--- Brano di lettura ---
Negli
anni Sessanta del secolo scorso negli Stati Uniti cominciò a
diffondersi il termine “nuova frontiera”. Cosa
significava? Quale
poteva essere per un paese già così
all’avanguardia sui tempi il nuovo
obiettivo da raggiungere? In realtà, la “Nuova
Frontiera” fu uno slogan
lanciato da John Fitzgerald Kennedy durante il discorso di accettazione
della nomination alla presidenza degli Stati Uniti,
il 15 luglio del 1960. “…Noi
ci troviamo oggi alle soglie di una Nuova Frontiera, la frontiera degli
anni Sessanta. La Nuova Frontiera di cui parlo non consiste in una
serie di promesse, consiste in una serie di impegni…non
possiamo fare a
meno di tentare” (Dallek R., 2004, pag. 311). L'espressione
si riferiva
alla politica riformatrice che l'Amministrazione Kennedy intraprese sia
in politica estera sia all’interno, a favore dei poveri e
delle
minoranze. Ma forse possiamo intenderlo anche in forma diversa.
L’impero americano in continua espansione, e impegnato come
al solito
in qualche guerra di difesa o conquista, poteva ancora permettersi di
andare oltre? Certo che sì! Prima però di dare
una risposta a queste
domande, sembra opportuno cominciare col descrivere
l’evoluzione che la
parola frontiera ha avuto, e ancora ha, nella vita
americana.
Non è inopportuno partire da quello che fa quasi da mito di
fondazione
per gli americani, da quei Padri pellegrini, che in netto contrasto con
la dispotica madrepatria decisero di lasciare tutta la loro vita alle
spalle (alcuni avevano anche delle buone posizioni nella
società
inglese) per gettarsi in un’avventura che li avrebbe portati
verso
nuove frontiere al di là dell’oceano.
--- Estratto dei dati ---
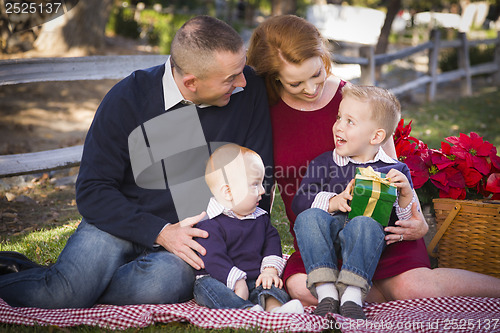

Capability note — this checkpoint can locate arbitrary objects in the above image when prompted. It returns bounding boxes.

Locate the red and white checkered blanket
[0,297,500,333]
---
§ **Cosa fare**
[A] Riproduci fedelmente una parte del brano sulla Nuova Frontiera: comincia dalle parole "Non è inopportuno" e fermati dopo le parole "di là dell’oceano.".
[B] Secondo il brano, in quale giorno John Fitzgerald Kennedy lanciò lo slogan della "Nuova Frontiera"?
Il materiale non ha alcun legame con il brano.

§ **Risposte alle consegne**
[A]
Non è inopportuno partire da quello che fa quasi da mito di
fondazione
per gli americani, da quei Padri pellegrini, che in netto contrasto con
la dispotica madrepatria decisero di lasciare tutta la loro vita alle
spalle (alcuni avevano anche delle buone posizioni nella
società
inglese) per gettarsi in un’avventura che li avrebbe portati
verso
nuove frontiere al di là dell’oceano.

[B] Il 15 luglio del 1960, durante il discorso di accettazione della nomination alla presidenza degli Stati Uniti.